◆ **What the task requires**
Repeat the listing word for word, starting with the line that contains "Annotation task — pin every instance of the dark mane" and going on through the line that contains "(1135, 179)", both included.

+ + + + +

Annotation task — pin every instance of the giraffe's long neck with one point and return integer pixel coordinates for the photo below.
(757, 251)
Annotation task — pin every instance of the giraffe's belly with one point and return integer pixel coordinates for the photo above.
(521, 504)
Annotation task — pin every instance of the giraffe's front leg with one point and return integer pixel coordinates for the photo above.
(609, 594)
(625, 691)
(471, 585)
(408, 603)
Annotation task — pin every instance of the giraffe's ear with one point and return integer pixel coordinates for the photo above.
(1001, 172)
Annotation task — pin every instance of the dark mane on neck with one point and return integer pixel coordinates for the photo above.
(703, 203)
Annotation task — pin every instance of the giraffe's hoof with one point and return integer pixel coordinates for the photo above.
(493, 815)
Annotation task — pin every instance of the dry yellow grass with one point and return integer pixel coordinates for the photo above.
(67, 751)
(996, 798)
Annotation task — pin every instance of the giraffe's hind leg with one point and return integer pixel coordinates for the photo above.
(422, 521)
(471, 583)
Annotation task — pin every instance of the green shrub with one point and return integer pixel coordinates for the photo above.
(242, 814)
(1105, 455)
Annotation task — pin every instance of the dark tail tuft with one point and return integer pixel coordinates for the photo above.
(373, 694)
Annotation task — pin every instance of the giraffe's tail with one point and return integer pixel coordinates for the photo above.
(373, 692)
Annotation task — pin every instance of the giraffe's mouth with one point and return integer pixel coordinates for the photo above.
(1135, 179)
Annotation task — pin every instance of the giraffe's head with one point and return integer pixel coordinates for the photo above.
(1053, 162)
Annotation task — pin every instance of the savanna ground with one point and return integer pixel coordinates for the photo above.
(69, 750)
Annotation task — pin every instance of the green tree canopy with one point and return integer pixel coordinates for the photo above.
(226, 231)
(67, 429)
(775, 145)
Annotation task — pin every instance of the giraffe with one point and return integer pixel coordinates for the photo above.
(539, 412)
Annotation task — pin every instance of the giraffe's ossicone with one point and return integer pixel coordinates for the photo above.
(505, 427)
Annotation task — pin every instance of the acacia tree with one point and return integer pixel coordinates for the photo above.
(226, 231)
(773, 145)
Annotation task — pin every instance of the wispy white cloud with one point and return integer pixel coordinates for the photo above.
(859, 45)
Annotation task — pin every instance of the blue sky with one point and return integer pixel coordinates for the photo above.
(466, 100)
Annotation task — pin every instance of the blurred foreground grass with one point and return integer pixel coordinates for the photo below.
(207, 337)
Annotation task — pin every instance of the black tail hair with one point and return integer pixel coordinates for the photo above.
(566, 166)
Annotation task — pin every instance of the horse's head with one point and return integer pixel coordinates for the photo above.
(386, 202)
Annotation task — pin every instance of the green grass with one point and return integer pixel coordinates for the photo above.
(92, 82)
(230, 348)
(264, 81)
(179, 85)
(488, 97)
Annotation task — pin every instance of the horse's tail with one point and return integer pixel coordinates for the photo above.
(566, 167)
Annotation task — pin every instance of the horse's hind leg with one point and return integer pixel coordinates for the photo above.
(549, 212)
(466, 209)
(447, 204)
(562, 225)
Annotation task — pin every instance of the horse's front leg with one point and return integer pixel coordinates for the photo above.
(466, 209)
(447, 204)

+ + + + +

◆ **Solution to the problem**
Annotation task — pin every instance of the dark mane on neck with one point and return integer pixel coordinates for the photo above.
(703, 203)
Annotation task — pin every instance of the giraffe's hoof with one point and return integer pixel coordinates for the photo above.
(493, 815)
Annotation task — pin every instance of the dry yellow grass with one point and return integer pixel coordinates for the photo above.
(67, 751)
(996, 798)
Annotation task — pin every instance of the giraffe's hind leg with one point and return integer pixel coordinates for the photo above.
(422, 521)
(471, 583)
Annotation task — pin every instance of the green shrub with one point and return integer pixel coordinates for the photo above.
(242, 814)
(1105, 455)
Annotation task — pin every instance of the dark tail tuft with one point and return integer pixel coordinates for the photo above.
(373, 694)
Annotation task — pin every instance of the giraffe's tail with one point and return integer pixel coordinates for the photo above.
(373, 692)
Annotation task — pin every instance of the giraffe's mouth with one point and return integer pixel coordinates for the photo above.
(1135, 179)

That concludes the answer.